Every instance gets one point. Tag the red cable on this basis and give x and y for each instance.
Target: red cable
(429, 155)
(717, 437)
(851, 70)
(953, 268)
-------
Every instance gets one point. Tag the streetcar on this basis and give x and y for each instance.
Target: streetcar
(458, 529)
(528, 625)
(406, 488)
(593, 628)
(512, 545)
-------
- [Exercise description]:
Display each line of the items above that contains the word "instance".

- [Answer for this exercise]:
Every instance gets one point. Tag the red cable on this basis and give x and y for each instance.
Every instance gets one point. Tag the streetcar on this basis and give x and y for each instance.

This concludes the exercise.